### EXERCISE DIRECTIONS
Reproduce the listing below word for word, keeping every line.

** begin DATA ENTRIES **

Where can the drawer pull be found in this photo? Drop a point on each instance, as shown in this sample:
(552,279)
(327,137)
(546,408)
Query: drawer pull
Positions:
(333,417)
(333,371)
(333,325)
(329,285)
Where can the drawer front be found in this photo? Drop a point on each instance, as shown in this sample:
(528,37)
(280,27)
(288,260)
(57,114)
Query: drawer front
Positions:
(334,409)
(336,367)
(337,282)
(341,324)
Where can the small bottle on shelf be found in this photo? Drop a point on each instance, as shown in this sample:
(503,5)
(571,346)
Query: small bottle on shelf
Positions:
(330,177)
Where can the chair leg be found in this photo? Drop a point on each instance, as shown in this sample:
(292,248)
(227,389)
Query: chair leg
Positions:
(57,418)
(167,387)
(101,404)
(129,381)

** end DATA ENTRIES **

### WRITTEN ANSWER
Where can the drawer pull be found in this photo? Drop a point on each instance, as shown in this sample:
(552,279)
(327,137)
(546,408)
Query: drawer pull
Positions:
(333,417)
(333,371)
(333,325)
(329,285)
Where can the drawer front be found in this photo? Drop a point on each instance, as shown in this sample:
(528,37)
(280,27)
(288,260)
(57,114)
Query: drawer front
Positions:
(334,409)
(336,367)
(337,282)
(341,324)
Where can the small bottle on shelf be found in this photo? Drop a point on each instance, as shown in this sample:
(503,5)
(571,346)
Query: small bottle on shelf
Positions:
(330,177)
Where can the chair leg be found in this photo? Drop a point on each instance, as shown in this sample:
(292,248)
(227,389)
Query: chair leg
Positions:
(57,418)
(167,387)
(101,404)
(129,381)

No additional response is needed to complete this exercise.